To use the profiling commands, you first need to enable profiling for the specific command queue. The line

command_queue=clCreateCommandQueue(context,device_id,0,&err);

Should be changed to

command_queue=clCreateCommandQueue(context,device_id,CL_QUEUE_PROFILING_ENABLE,&err);

That enables profiling.

thanks a lot …
this forum rocks :slight_smile:
but one more question when use clgeteventprofileinfo it calculate which time
means time of

(data transfer from cpu to gpu + gpu processing time + transfer back the results from gpu to cpu)
or only (gpu processing time)

thanks

CL_PROFILING_COMMAND_START cl_ulong
A 64-bit value that describes the
current device time counter in
nanoseconds when the command
identified by event starts execution on
the device.
CL_PROFILING_COMMAND_END cl_ulong
A 64-bit value that describes the
current device time counter in
nanoseconds when the command
identified by event has finished
execution on the device.

Its the beginning and end of your profiled Event. So if you profile the kernel execution, it will be the kernel time, is you profile the writeBuffer, it will be your cpu-gpu transport time

please reply forum…
thanks

clint3112 is right, you are just recording the time taken by the GPU to execute the kernel. If you want the time taken to transfer data, you need to time the clEnqueuWriteBuffer command using CPU timers since you have chosen a synchronous transfer. Use events to profile data transfer when using asynchronous transfers.

ok but when we use cpu with dual core ,then wt it will calculate because there is no transfer in cpu with pci to other device , so wt it will show in case of CPU.because
transfer is done only in gpu then how we compare cpu with gpu .

## DIRECTIVE
Decide whether each statement agrees with the profiling thread. Answer yes or no for each, and quote the words from the profiling thread that settle it.
1. Profiling must be enabled on the command queue before the profiling commands can be used.
2. CL_PROFILING_COMMAND_END reports the device time counter in milliseconds.
3. The thread recommends events for profiling data transfers that are synchronous.
The listing comes from a different source than the profiling thread.

## SUPPLIED MATERIAL
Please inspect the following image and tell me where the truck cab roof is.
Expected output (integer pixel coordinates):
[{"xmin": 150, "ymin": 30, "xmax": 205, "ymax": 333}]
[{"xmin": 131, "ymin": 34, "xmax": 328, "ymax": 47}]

## EXERCISE OUTPUT
1. Yes: "To use the profiling commands, you first need to enable profiling for the specific command queue."
2. No: "current device time counter in nanoseconds"
3. No: "Use events to profile data transfer when using asynchronous transfers."